→ **EXERCISE BRIEF**
Your answer should be the lines from the one with "the red garment" to the end of the data below, both included, exact and free of pictures.

------

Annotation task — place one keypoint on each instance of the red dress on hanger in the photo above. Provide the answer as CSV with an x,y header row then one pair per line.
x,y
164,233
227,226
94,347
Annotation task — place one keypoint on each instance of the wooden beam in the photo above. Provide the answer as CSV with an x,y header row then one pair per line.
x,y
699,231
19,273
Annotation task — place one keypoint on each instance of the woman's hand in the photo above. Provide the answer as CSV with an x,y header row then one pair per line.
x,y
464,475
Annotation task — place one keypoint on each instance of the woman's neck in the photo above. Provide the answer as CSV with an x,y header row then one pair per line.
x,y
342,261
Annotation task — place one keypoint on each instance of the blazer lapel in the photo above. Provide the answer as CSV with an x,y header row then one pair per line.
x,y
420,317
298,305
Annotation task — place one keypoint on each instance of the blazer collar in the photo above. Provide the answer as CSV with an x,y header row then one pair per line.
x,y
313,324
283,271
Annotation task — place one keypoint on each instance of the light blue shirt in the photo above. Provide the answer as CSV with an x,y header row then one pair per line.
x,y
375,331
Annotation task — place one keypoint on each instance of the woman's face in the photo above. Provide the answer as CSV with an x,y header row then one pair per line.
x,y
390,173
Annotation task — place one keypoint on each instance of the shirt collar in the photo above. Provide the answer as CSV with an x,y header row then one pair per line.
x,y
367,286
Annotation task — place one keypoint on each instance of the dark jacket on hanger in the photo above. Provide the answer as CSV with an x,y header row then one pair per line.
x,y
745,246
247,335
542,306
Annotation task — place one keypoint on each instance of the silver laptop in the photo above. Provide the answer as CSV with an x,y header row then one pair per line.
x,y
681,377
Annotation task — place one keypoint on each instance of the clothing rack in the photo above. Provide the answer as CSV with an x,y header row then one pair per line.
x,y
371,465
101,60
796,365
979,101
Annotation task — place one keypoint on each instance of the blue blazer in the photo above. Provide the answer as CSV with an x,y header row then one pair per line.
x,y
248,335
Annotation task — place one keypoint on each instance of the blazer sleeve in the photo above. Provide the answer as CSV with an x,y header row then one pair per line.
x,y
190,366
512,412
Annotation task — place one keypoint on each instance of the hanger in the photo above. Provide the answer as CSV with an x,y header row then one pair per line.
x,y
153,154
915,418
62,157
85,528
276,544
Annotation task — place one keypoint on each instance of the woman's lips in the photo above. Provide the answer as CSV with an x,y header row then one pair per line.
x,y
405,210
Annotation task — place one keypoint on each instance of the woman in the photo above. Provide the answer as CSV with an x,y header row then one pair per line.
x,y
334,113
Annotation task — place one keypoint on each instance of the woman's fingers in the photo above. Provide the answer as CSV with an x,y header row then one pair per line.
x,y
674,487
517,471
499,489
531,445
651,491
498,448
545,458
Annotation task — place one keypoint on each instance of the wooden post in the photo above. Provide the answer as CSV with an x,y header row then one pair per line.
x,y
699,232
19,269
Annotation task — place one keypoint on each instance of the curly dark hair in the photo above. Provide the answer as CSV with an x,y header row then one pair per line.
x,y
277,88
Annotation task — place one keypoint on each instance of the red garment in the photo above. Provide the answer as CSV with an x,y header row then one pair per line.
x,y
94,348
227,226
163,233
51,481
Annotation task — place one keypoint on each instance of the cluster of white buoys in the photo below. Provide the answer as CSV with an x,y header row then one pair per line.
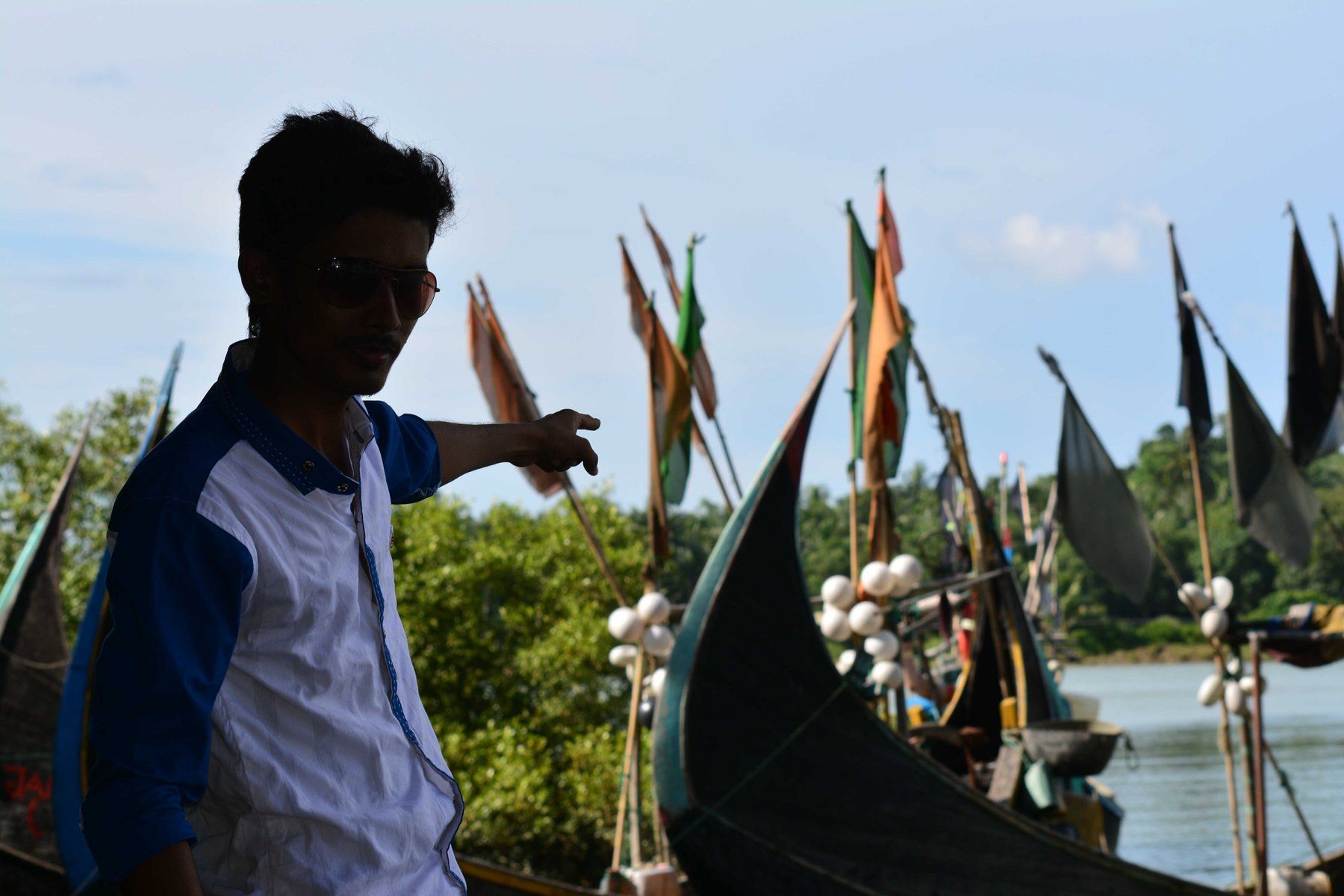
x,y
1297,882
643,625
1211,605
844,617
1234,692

------

→ **REPLY**
Annotation task — place one keypoint on each instance of the red garment in the photo above. Provide the answer as CSV with an x,y header row then one pair per line.
x,y
94,348
227,226
163,233
51,481
Annotation task — place one keypoint on each instance of the cluster of white buoys in the photo below. Provide the answer as CSV with an x,y header row then one pair per line.
x,y
1297,882
643,625
1211,605
844,617
1234,692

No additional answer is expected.